As you can see, under stop(), I put the clear.interval. I've tried putting in window.clear.interval and/or window.int = ... but none have worked. I was just wondering how I should go about getting it to stop in Firefox. This is actually for a project, and I need a timer to show in the corner, but don't want something larger like qqTimer.


----------



## Kirjava (Aug 24, 2011)

You left some <div> tags open before <div id="fw-sidebar"> and need to close them.

my paypal address is [email protected]

np


----------



## cubernya (Aug 24, 2011)

Could you show me where I would need to insert the </div>? It might be in a sidebar module I took from PayPal's code...

EDIT: I see where you mean to insert it. Just at the end of the second view cart button, correct?


----------



## Kirjava (Aug 24, 2011)

After <div class="fw-paragraphbottom">.


----------



## cubernya (Aug 24, 2011)

Hmm...weird

Now to try and figure out how to get that inserted (and how a </div> got removed)


----------



## cubernya (Aug 24, 2011)

Just did a non-live version of the webpage by inserting it (anywhere from 1-3 </div>s) and all it did was add in the background colour for the sidebar, but nothing else


----------



## Kirjava (Aug 24, 2011)

··········

AIM OF THE EXERCISE – Reproduce the forum thread above in full, word for word.

DATASET CONTENT –
··········

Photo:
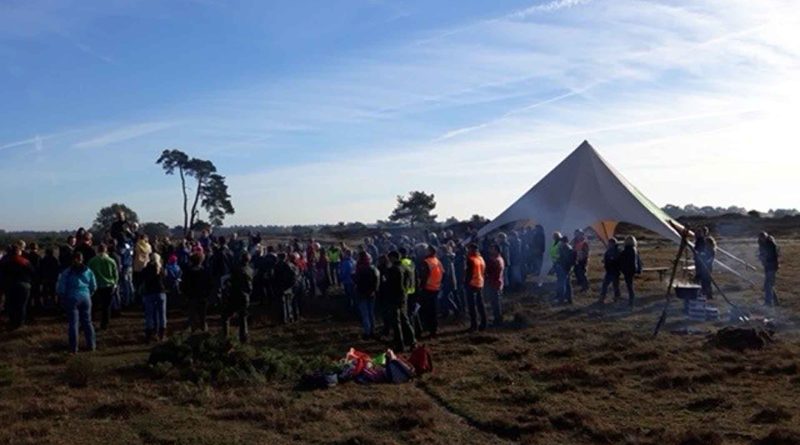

··········

EXERCISE RESULT –
As you can see, under stop(), I put the clear.interval. I've tried putting in window.clear.interval and/or window.int = ... but none have worked. I was just wondering how I should go about getting it to stop in Firefox. This is actually for a project, and I need a timer to show in the corner, but don't want something larger like qqTimer.


----------



## Kirjava (Aug 24, 2011)

You left some <div> tags open before <div id="fw-sidebar"> and need to close them.

my paypal address is [email protected]

np


----------



## cubernya (Aug 24, 2011)

Could you show me where I would need to insert the </div>? It might be in a sidebar module I took from PayPal's code...

EDIT: I see where you mean to insert it. Just at the end of the second view cart button, correct?


----------



## Kirjava (Aug 24, 2011)

After <div class="fw-paragraphbottom">.


----------



## cubernya (Aug 24, 2011)

Hmm...weird

Now to try and figure out how to get that inserted (and how a </div> got removed)


----------



## cubernya (Aug 24, 2011)

Just did a non-live version of the webpage by inserting it (anywhere from 1-3 </div>s) and all it did was add in the background colour for the sidebar, but nothing else


----------



## Kirjava (Aug 24, 2011)